── EXTRACTED DATA

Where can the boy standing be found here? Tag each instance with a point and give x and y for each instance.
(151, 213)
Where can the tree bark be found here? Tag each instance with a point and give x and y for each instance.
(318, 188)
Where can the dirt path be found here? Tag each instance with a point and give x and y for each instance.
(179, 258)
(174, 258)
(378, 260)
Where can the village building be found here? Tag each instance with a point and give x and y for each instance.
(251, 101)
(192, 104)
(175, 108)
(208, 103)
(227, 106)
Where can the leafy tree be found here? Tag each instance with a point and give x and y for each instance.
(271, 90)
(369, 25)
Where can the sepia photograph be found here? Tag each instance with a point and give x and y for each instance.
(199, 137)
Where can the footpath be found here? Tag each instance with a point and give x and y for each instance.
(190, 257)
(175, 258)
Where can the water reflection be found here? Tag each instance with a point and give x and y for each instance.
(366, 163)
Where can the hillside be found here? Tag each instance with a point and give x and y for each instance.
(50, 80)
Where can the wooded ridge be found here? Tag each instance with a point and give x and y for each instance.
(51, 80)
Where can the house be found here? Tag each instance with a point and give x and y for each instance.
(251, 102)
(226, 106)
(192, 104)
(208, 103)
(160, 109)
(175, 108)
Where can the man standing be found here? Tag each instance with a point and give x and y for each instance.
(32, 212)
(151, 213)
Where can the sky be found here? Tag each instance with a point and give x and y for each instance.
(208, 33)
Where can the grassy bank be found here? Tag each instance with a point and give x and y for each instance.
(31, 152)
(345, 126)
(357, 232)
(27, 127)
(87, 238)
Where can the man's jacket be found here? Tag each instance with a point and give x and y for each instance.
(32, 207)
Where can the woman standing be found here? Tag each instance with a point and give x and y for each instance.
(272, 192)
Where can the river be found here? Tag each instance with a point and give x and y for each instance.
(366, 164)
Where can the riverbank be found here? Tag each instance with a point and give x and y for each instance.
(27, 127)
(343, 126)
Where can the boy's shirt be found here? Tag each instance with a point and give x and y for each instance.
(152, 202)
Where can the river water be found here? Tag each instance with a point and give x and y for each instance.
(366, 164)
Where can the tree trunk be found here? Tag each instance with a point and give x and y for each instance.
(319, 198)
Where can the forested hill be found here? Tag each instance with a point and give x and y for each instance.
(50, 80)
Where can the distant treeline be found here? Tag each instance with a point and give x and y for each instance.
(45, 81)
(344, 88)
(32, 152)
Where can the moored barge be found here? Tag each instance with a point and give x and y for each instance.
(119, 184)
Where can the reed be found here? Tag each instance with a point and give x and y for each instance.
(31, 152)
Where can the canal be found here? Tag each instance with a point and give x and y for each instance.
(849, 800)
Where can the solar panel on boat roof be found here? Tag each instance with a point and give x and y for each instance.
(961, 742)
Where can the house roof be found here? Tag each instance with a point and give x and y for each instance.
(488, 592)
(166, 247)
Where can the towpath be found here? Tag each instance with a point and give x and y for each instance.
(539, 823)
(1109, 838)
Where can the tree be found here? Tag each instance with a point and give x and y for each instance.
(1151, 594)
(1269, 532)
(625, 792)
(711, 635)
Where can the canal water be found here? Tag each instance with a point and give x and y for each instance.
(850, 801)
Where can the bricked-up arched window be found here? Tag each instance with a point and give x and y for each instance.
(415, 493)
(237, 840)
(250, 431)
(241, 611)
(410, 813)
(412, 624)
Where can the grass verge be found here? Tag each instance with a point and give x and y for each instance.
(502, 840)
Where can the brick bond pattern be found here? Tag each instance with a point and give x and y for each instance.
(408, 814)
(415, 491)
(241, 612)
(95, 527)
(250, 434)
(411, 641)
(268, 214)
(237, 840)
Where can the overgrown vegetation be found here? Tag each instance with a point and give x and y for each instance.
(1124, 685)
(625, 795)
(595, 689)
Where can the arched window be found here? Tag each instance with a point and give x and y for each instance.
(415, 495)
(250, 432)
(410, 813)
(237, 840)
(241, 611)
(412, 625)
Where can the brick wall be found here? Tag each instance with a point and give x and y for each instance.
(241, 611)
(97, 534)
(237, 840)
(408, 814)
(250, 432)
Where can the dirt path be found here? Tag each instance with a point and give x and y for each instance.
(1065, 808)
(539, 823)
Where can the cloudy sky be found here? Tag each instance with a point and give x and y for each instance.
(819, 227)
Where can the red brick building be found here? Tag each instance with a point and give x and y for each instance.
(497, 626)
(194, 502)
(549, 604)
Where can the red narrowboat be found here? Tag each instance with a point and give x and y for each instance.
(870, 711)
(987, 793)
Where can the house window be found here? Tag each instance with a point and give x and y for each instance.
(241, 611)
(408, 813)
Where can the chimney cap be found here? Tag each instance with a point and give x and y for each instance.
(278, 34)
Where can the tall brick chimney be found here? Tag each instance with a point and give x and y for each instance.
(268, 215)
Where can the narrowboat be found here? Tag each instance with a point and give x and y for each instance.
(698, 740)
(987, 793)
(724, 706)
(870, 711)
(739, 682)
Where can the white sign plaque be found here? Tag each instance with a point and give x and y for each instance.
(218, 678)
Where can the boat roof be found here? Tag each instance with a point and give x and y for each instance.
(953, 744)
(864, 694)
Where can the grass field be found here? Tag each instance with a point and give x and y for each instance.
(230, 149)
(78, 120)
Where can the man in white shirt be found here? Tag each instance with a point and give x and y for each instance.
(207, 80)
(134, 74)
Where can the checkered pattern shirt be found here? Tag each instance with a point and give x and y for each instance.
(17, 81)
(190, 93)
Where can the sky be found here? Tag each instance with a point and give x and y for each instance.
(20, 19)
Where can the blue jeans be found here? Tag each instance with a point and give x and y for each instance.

────

TASK PROMPT: Reproduce the data word for word, starting with the line that contains "Where can the man in" and continuing through the last line of the data.

SOLUTION:
Where can the man in white shirt be found here? Tag each instance with a point and give x and y for each instance.
(207, 80)
(134, 74)
Where can the checkered pattern shirt be found here? Tag each instance with a point and give x and y for each instance.
(17, 81)
(190, 93)
Where can the sky be found here? Tag each instance with a point and give x and y for each instance.
(20, 19)
Where can the blue jeans be found here? Tag each instance with a point and give x and y for each instance.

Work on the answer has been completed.